EXCERPT.
They’re essentially just tall dudes in Boba Fett armor with goatees. Despite their superior intelligence, they prove easily felled by such tricks as being walloped with a suitcase by a NASA geek. What’s more unforgivable is that, by firing grenades and balls of fire everywhere, they can pretty much destroy the entire fleet right away, but instead they hang back and allow the Americans to figure out their weaknesses. (It turns out they can’t deal with sunlight. Really. Even the extraterrestrials in “Signs” who couldn’t handle water probably laughed at these guys in alien middle school.)

Kitsch (a former model) registers very low on the charisma scale, but at least he’s better than the pop stars and models around him. The swimsuit model Decker is not now, and never will be, an actress, while Rihanna, as the ship’s gunner, proves her equal in vapidity. As destruction rains around her and the end of the world approaches, she spends the movie looking as if she’s waiting for her assistant to fetch her a latte.

Asian star Tadanobu Asano, as a Japanese officer working with the Americans, struggles with English, and has little energy left to act. Meanwhile, as a background sailor who carries the ship’s log of stale wisecracks, Jesse Plemons of “Friday Night Lights” (also the source of Kitsch and the film’s director, Peter Berg) does the same whimsical-nerd shtick that was charming on the TV show for several years, but now seems as ancient as a board game played with pegs and little plastic ships.

Yet one of the two semi-exciting scenes in the movie consists of the actors sitting around and actually playing the game for which the film is named (Foxtrot 24! Miss!) on a video grid they use to track the alien ships. The other great moment, which is so emotionally rich I temporarily thought it would rescue the movie, evokes the Navy’s majestic WWII legacy, but even that is soon pushed aside in favor of such idiocy as Decker suddenly becoming an expert stunt driver and using her SUV to defeat aliens by ramming into their equipment on shore.

It’s the kind of movie that contains both the line “I didn’t sign up for this bulls – – t” and (after aliens have already killed thousands of people) “I have a bad feeling about this.” The NASA geek keeps warning (with no justification) that when the aliens arrive, it’ll be like Columbus and the Indians, only “we’re the Indians.”

Between “Battleship” and “Transformers,” it’s the first that seems more like the effort of a primitive culture.

DATA SUPPLIED.
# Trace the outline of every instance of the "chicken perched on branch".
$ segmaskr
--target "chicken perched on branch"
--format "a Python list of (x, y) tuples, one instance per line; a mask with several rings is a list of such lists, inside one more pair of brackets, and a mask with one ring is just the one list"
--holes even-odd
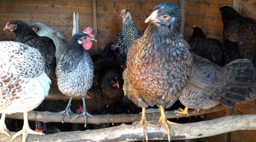
[(229, 62), (248, 59), (256, 67), (256, 21), (242, 16), (233, 8), (220, 9), (223, 22), (223, 40)]
[(39, 36), (45, 36), (52, 39), (56, 47), (55, 56), (57, 63), (62, 53), (66, 50), (68, 40), (62, 32), (57, 32), (49, 26), (39, 22), (31, 24), (29, 26)]
[(81, 114), (84, 115), (85, 125), (86, 116), (90, 115), (86, 111), (84, 97), (92, 84), (94, 69), (92, 61), (85, 50), (92, 47), (92, 41), (96, 41), (91, 33), (92, 30), (88, 27), (83, 32), (72, 36), (57, 64), (56, 75), (59, 89), (71, 97), (61, 117), (62, 123), (65, 114), (70, 117), (69, 107), (74, 96), (81, 96), (83, 98), (84, 109)]
[(44, 57), (37, 49), (22, 43), (1, 42), (0, 67), (0, 132), (10, 136), (4, 124), (5, 114), (23, 112), (23, 128), (11, 141), (21, 134), (23, 142), (28, 134), (44, 134), (31, 130), (28, 120), (28, 112), (40, 104), (50, 88)]
[(145, 108), (160, 106), (161, 117), (158, 130), (164, 124), (170, 141), (170, 131), (164, 107), (169, 107), (179, 99), (191, 73), (192, 58), (184, 47), (181, 34), (181, 15), (175, 4), (158, 3), (145, 22), (151, 23), (144, 35), (135, 40), (127, 56), (127, 68), (123, 73), (125, 95), (142, 108), (141, 124), (146, 139)]
[(218, 65), (223, 67), (226, 63), (225, 47), (219, 41), (206, 38), (200, 28), (194, 26), (193, 33), (189, 40), (192, 53), (204, 58)]
[(210, 109), (220, 103), (234, 108), (236, 102), (253, 100), (256, 70), (252, 61), (237, 59), (223, 68), (193, 55), (192, 74), (179, 99), (186, 107), (176, 112), (188, 115), (188, 108)]
[(11, 21), (7, 23), (4, 30), (9, 29), (13, 33), (17, 41), (39, 50), (44, 59), (45, 72), (52, 81), (56, 78), (55, 46), (52, 40), (46, 37), (41, 37), (25, 22)]
[(124, 9), (119, 16), (123, 18), (123, 29), (116, 35), (114, 41), (120, 46), (118, 57), (126, 60), (128, 50), (135, 39), (143, 35), (137, 28), (130, 10)]
[(116, 61), (99, 59), (93, 62), (94, 77), (88, 96), (104, 103), (110, 104), (119, 101), (124, 95), (123, 68)]

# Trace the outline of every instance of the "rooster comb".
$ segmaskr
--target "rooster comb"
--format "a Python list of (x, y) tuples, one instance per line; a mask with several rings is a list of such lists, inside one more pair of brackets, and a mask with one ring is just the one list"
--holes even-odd
[(91, 38), (94, 38), (94, 35), (92, 33), (92, 29), (91, 28), (91, 27), (89, 27), (84, 30), (84, 31), (83, 31), (83, 32), (84, 33), (87, 34), (89, 35), (89, 36)]

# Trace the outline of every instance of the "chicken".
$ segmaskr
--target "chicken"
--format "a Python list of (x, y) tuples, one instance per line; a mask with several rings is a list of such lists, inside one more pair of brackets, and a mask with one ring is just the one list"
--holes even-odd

GIVEN PROBLEM 1.
Answer from the review:
(a) What weakness do the aliens turn out to have?
(b) What role does Rihanna play on the ship?
(c) What does Decker use to defeat aliens on shore?
GIVEN PROBLEM 2.
Sum up the review in two sentences.

COMPLETE OUTPUT 1.
(a) They can't deal with sunlight.
(b) She plays the ship's gunner.
(c) She uses her SUV, ramming it into their equipment.

COMPLETE OUTPUT 2.
The review mocks the aliens in "Battleship" as easily felled and faults the cast: Kitsch registers low on charisma, Decker and Rihanna are vapid, Tadanobu Asano struggles with English, and Jesse Plemons's whimsical-nerd shtick now seems ancient. Its only semi-exciting scenes are the actors playing the game on a video grid and a moment evoking the Navy's WWII legacy, which is soon pushed aside for idiocy such as Decker ramming alien equipment with her SUV.